TEXT FOR ANALYSIS below:
Star witness says he was paid by lawyers and chiropractor

Published: 2011-04-27 12:48:05
Author: Mark E. Vogler

   As he sat back in the witness stand yesterday near the end of three and a half hours of testimony, Leo Lopez explained why his former attorney was "completely against" him cooperating with prosecutors in upcoming auto insurance fraud trials.

"He didn't want to represent a rat," Lopez recalled Lawrence attorney Eric Taitano telling him soon after his Labor Day 2006 arrest in Georgia, where the Lawrence auto insurance fraud task force had tracked him down.

But yesterday, Lopez, 31, of Lawrence, spoke like the man that Taitano never wanted to represent.

Lopez — the prosecution's star witness in the auto insurance fraud trial in Salem Superior Court — told on everybody he could: family, friends, the godfather of one of his children, ex-coworkers and other people he allegedly collaborated with in numerous fake accident scams — particularly the three defendants on trial for filing fraudulent insurance claims:

ÔÅÆAndover attorney James C. Hyde, 59, of Boxford, a partner of the law firm of Berger & Hyde.

ÔÅÆ North Andover chiropractic clinic operator Michael Kaplan, 49, of Hampstead, N.H.

ÔÅÆOmar Castillo, 38, of Methuen, a former van driver for Kaplan Chiropractic Office.

For the first time in the trial that enters its 10th day today, jurors got to hear testimony from a witness involved in each of the three "paper accidents" in late 2002 which are the basis of the prosecution's case.

As Assistant State Attorney General William R. Freeman placed three large charts, one at a time, on an easel in front of the jury box, Lopez answered questions and explained his role in setting up the crashes on Oct. 1, 2002; Oct. 10, 2002; and Dec. 20, 2002. He described the mechanics of setting up each accident, including the recruitment of passengers and drivers, the trips to the chiropractic clinics for treatment of non-existent injuries, the trips to the lawyers and the filing of numerous paperwork.

Lopez, who said he was hired by Kaplan as a driver and chiropractor's assistant, said it was at the North Andover clinic where he acquired his skills in the scams of staged and "paper" accidents to cheat insurance companies and perfected it over a two-year period, from late 2000 through the fall 2002. Lopez told prosecutor Freeman he had no idea how many phony crashes he set up, but estimated it "more than 20."

On those "few" occasions when insurance companies denied claims filed in connection with the phony accidents he set up, Lopez said he set up "make-up accidents" in which he didn't take a referral fee.
End of TEXT FOR ANALYSIS.
ENTRIES SUPPLIED below:
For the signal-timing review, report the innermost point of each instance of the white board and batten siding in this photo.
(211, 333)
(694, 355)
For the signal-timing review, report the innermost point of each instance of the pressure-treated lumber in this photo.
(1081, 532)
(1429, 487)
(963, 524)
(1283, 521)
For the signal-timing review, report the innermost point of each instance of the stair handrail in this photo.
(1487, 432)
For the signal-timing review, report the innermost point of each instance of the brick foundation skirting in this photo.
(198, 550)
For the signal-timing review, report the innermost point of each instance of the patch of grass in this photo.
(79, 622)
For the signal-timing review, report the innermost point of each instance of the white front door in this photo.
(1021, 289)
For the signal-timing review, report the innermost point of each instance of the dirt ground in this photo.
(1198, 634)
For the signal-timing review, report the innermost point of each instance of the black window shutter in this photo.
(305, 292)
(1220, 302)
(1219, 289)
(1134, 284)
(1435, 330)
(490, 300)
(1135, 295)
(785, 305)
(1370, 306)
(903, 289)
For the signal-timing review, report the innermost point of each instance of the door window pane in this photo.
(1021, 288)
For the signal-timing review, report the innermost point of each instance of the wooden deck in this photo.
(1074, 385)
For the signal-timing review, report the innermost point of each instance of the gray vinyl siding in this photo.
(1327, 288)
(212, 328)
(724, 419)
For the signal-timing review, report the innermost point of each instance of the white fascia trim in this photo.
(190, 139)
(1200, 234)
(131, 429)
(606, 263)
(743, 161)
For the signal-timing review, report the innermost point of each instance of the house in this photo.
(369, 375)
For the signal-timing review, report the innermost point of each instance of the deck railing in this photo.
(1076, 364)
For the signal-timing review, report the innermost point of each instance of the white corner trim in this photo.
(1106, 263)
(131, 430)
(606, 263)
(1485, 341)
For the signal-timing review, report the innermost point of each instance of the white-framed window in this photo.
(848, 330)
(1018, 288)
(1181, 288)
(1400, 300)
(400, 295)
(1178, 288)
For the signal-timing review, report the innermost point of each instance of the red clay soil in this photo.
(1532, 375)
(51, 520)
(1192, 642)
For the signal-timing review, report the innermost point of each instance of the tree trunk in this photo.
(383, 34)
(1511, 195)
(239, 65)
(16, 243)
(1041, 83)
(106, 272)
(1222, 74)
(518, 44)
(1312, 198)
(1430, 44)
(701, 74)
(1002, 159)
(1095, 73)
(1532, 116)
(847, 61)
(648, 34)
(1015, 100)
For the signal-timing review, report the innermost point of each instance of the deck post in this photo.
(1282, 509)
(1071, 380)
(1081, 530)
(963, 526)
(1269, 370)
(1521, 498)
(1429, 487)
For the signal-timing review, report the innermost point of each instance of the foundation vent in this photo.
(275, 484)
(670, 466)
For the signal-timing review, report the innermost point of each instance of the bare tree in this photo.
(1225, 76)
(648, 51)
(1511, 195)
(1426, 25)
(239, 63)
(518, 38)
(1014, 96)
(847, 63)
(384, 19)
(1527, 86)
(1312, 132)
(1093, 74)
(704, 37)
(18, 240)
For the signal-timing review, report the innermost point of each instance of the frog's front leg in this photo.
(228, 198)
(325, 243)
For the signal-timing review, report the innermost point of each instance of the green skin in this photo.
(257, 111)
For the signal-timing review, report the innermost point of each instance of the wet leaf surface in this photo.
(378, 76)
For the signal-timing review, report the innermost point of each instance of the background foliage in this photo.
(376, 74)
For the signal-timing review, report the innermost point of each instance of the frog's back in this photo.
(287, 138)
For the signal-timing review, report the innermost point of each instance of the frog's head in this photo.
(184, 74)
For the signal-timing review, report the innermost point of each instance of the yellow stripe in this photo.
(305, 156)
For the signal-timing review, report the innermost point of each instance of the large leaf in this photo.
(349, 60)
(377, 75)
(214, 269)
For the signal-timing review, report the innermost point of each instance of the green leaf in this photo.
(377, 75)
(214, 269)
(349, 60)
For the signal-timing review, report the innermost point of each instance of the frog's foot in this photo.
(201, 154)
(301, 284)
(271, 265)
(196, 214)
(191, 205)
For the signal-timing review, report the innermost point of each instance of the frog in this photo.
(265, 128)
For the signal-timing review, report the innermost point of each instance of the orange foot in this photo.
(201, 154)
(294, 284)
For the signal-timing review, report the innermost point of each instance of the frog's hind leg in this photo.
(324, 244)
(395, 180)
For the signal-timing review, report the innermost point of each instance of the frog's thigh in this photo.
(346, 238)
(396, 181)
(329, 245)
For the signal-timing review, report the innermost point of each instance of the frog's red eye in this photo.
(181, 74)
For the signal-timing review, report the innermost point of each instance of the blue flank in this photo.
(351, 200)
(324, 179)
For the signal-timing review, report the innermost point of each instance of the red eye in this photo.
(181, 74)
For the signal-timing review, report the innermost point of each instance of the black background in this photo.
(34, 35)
End of ENTRIES SUPPLIED.
#### EXPLORE THE MATERIAL:
**a.** Name every defendant on trial in the article about the auto insurance fraud trial in Salem Superior Court, and give the role the article assigns to each.
**b.** Write the next part of the article about the auto insurance fraud trial in Salem Superior Court, picking up after its final sentence.

#### TASK RESPONSES:
**a.**
- James C. Hyde: an Andover attorney and a partner of the law firm of Berger & Hyde
- Michael Kaplan: a North Andover chiropractic clinic operator
- Omar Castillo: a former van driver for Kaplan Chiropractic Office

**b.**
Most of the crashes Lopez claimed to set up were so-called "paper accidents," because nobody ever got into a car, except an unnamed driver who would take the car out and damage it to make it look like it was in a crash. The only evidence was operators' reports which Lopez said he helped fill out.

"I was telling Michael Kaplan that people were scared (to get involved in 'live' accidents)," Lopez recalled of a conservation he had with the chiropractor in mid-2001 which led to his doing "paper accidents."

"He (Kaplan) told me people didn't have to be there," he said.

But Lopez testified about including his long-time girlfriend Elsa Moure and their 6-year-old son in a "live" or staged accident on Jan. 16, 2002.

"That's the way he wanted to do it," Lopez answered in response to the prosecutor's question about why the crash was "real."

When the prosecutor asked Lopez why he involved his girlfriend, he replied "the money."

At the time of the crash, Lopez waited at home for the participants to show so he could discuss what they should say about the crash.

The advantage of "live" accidents is that ambulances responded to the scene, helping to increase the medical claim toward the $2,000 threshold needed in personal injury cases.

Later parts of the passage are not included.